= Requirements =
Reproduce word for word the rows below, starting at the line with "the white face" and continuing up to and including the line with "point(761, 103)".

= Dataset records =
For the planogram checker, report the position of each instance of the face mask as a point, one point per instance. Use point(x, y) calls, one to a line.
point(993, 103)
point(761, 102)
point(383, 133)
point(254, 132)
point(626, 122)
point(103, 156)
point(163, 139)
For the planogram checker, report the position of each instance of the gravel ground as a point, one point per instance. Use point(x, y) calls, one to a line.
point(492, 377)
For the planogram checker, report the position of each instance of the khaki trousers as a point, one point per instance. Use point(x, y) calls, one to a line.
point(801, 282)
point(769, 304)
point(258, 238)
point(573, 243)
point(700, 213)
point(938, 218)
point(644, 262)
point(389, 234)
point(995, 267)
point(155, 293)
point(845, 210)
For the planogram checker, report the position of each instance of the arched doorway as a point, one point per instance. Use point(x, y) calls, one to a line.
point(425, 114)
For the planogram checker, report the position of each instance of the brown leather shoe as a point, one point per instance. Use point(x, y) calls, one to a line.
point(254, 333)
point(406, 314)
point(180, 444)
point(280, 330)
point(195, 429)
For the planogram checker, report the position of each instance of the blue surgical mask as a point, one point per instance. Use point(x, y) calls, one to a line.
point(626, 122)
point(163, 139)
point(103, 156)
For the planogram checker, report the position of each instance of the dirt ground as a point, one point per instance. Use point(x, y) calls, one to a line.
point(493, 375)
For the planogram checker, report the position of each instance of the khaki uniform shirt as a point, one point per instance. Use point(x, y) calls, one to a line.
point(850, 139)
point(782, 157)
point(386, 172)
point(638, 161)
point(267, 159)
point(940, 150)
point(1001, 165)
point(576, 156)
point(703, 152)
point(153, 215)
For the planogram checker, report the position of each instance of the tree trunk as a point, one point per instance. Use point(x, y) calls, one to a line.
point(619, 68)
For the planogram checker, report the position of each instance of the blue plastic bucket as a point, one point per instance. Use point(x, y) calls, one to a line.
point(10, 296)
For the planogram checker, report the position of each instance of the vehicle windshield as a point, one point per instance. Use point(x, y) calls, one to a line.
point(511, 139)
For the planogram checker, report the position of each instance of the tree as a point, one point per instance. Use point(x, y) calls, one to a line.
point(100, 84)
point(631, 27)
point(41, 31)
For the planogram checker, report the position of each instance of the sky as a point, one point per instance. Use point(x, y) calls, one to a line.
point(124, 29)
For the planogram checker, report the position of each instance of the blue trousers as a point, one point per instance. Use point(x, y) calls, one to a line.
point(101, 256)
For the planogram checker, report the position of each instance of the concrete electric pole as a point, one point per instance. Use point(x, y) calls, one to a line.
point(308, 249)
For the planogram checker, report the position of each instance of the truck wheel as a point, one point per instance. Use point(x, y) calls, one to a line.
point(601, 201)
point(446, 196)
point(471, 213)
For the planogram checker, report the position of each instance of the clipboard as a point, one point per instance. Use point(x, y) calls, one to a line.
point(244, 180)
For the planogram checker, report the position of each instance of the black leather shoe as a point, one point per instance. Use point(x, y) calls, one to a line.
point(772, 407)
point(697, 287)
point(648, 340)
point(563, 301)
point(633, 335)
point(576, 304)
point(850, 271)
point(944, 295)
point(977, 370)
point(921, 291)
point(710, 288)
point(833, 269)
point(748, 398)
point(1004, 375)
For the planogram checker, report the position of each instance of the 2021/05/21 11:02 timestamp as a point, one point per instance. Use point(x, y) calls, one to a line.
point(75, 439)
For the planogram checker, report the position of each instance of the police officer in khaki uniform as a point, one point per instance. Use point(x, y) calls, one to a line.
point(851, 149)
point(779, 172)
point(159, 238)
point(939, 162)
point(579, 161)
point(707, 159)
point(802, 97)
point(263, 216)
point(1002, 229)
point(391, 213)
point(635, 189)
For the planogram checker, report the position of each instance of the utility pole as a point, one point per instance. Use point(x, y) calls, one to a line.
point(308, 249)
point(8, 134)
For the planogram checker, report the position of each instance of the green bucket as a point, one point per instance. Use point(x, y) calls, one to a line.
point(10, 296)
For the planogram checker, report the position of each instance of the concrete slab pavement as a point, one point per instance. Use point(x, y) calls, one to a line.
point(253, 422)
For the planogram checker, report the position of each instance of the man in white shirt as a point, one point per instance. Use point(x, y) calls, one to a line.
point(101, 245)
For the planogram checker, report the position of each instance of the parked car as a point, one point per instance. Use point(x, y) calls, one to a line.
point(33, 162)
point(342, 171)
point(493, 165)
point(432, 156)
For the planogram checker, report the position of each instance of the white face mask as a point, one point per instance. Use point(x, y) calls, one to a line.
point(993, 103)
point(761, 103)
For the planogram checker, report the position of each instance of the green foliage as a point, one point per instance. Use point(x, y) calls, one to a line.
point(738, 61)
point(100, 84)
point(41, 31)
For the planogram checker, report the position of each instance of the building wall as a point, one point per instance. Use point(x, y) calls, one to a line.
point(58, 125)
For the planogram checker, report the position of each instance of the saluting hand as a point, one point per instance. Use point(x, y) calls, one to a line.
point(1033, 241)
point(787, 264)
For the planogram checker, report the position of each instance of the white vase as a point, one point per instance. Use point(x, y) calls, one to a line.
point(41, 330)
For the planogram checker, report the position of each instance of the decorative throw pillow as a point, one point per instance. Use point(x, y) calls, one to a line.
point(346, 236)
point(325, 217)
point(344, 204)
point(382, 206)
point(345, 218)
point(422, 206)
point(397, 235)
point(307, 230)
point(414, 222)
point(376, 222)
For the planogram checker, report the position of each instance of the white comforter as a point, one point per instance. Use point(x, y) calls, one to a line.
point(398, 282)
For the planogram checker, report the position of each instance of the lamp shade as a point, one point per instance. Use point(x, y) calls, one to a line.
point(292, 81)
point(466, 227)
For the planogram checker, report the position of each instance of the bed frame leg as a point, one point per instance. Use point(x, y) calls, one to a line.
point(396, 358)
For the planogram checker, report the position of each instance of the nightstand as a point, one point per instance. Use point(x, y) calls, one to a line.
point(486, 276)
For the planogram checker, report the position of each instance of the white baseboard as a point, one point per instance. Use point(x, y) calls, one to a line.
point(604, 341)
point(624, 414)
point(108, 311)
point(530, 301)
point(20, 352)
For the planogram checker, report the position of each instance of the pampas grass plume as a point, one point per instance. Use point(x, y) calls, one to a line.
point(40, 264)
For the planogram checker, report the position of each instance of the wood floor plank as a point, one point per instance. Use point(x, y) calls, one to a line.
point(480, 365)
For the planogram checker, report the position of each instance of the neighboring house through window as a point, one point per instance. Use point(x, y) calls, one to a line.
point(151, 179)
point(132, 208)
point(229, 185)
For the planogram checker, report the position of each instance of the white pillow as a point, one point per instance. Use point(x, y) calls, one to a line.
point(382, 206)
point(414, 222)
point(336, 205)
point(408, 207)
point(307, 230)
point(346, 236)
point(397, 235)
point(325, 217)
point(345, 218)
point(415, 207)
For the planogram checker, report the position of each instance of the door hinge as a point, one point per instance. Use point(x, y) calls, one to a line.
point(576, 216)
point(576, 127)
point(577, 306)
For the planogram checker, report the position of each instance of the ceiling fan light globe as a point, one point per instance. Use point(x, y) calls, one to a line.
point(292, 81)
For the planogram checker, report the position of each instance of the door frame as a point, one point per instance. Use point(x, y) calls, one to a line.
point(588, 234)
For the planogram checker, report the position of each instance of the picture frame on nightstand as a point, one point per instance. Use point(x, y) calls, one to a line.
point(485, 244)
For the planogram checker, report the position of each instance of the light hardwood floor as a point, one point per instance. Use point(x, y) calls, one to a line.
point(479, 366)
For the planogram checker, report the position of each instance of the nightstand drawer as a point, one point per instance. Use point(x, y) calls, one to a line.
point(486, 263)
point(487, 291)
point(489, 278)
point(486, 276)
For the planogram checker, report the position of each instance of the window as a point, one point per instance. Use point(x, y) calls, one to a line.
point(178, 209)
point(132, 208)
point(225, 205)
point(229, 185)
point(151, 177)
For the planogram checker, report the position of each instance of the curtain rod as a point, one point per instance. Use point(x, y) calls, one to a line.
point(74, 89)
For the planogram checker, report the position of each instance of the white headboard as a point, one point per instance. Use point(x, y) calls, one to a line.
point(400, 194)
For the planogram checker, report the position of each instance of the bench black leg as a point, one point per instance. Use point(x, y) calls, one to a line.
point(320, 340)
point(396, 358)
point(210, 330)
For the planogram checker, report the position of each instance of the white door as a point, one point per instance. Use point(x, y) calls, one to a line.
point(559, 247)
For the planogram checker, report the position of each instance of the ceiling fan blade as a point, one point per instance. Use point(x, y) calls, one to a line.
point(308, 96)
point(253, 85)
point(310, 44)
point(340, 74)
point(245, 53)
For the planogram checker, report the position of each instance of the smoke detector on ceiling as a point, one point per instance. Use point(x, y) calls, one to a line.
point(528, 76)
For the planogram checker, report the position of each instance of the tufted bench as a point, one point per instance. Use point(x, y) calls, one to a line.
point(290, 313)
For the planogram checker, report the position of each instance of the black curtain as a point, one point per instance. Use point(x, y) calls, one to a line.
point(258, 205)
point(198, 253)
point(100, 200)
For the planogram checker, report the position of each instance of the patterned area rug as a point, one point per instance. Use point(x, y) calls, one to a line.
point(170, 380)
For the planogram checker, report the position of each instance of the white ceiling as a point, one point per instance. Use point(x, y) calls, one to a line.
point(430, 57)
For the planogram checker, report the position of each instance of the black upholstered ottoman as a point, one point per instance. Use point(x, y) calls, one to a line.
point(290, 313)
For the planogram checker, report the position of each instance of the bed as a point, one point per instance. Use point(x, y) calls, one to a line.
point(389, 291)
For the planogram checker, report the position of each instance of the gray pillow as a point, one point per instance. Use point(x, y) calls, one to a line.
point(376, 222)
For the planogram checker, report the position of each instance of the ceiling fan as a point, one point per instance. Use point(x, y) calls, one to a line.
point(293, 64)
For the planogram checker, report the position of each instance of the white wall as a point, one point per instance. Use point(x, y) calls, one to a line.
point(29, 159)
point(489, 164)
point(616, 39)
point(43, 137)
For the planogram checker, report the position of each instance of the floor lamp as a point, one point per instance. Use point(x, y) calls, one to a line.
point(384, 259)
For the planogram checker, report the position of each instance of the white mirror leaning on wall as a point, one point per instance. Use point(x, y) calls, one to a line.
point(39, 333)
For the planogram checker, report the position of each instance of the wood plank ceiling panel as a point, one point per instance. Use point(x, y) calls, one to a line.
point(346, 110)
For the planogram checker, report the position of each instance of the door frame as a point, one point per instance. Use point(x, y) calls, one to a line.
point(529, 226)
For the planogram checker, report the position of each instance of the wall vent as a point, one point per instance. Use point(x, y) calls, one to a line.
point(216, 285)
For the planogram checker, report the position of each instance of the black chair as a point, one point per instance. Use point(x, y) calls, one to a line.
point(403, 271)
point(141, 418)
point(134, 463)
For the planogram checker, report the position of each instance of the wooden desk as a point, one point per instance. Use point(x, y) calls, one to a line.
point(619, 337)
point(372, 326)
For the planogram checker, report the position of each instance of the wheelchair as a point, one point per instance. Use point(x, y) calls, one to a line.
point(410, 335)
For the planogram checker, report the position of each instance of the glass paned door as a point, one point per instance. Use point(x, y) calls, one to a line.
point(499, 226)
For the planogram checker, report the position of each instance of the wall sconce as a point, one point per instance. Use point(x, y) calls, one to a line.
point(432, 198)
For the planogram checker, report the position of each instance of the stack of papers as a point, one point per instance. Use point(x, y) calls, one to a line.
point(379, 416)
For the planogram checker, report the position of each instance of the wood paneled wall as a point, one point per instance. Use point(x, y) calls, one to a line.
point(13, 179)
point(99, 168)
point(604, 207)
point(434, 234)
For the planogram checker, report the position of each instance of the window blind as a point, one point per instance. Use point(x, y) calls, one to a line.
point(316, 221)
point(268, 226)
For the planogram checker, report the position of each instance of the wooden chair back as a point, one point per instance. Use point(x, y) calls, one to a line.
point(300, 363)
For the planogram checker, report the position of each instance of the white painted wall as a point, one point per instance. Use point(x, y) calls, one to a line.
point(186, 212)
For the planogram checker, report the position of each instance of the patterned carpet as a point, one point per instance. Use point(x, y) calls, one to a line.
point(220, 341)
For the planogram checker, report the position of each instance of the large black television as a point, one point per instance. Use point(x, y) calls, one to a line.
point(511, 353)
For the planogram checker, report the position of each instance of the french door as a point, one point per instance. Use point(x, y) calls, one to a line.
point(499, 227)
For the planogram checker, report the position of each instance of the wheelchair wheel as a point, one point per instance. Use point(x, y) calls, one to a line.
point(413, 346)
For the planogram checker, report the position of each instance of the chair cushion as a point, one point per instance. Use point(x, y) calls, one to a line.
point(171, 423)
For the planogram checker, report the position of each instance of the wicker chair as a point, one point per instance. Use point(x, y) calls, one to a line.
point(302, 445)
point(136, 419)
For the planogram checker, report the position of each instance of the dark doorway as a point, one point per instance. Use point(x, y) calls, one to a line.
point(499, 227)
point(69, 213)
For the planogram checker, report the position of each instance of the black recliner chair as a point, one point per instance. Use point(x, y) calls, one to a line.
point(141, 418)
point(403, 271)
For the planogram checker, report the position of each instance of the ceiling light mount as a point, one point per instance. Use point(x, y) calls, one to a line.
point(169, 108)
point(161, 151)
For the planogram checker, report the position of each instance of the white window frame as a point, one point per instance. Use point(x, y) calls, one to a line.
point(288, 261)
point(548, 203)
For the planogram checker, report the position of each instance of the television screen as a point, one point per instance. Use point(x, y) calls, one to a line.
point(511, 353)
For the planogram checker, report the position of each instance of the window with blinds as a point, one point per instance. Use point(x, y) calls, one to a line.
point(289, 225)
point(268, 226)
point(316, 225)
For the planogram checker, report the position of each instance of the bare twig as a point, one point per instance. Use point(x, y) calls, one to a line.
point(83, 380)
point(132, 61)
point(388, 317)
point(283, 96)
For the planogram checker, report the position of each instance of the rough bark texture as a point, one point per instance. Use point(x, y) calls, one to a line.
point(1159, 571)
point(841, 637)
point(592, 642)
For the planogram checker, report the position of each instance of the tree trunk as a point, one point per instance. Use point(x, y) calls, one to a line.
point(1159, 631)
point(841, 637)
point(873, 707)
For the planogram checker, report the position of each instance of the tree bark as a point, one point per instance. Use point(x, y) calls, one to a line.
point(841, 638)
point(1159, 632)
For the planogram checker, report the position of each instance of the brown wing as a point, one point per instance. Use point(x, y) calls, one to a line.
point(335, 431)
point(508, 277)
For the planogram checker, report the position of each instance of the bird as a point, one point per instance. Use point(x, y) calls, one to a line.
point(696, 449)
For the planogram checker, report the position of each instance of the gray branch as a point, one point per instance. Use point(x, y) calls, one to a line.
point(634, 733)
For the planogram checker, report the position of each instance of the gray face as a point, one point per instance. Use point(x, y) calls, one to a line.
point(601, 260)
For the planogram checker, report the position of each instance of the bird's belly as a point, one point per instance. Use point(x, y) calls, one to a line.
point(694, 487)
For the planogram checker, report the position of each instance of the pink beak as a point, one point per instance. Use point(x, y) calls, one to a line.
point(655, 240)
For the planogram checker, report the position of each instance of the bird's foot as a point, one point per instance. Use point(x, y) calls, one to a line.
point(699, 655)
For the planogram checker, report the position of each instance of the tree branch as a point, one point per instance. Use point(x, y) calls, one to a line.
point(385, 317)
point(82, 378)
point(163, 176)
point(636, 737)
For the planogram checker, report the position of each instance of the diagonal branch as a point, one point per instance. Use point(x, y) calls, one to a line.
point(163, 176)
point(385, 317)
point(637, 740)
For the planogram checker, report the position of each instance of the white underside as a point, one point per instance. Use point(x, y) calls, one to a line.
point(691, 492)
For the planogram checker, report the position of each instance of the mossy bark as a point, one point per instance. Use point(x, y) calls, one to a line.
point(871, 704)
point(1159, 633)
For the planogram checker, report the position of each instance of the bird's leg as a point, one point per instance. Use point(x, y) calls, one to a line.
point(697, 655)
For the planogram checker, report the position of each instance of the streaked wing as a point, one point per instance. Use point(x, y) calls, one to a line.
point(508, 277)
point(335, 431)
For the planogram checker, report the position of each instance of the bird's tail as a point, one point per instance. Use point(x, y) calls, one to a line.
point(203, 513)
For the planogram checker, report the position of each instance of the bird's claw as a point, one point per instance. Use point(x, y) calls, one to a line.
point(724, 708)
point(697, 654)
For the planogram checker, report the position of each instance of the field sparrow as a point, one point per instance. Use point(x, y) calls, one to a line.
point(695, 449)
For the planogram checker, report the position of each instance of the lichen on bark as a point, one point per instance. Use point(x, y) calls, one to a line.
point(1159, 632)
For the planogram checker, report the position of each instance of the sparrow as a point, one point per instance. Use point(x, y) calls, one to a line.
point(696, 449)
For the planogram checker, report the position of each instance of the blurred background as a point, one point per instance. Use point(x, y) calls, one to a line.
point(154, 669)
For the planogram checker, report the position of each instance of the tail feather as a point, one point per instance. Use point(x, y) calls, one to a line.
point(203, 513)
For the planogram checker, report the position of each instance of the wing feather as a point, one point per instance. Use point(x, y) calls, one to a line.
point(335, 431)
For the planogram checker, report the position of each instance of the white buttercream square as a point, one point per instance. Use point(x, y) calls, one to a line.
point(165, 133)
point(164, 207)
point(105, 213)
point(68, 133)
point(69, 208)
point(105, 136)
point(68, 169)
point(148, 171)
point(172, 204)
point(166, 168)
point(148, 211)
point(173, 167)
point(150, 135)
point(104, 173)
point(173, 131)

= The response =
For the planogram checker, report the position of each instance of the white face mask as a point, one point per instance. Use point(x, y) calls, one to a line.
point(993, 103)
point(761, 103)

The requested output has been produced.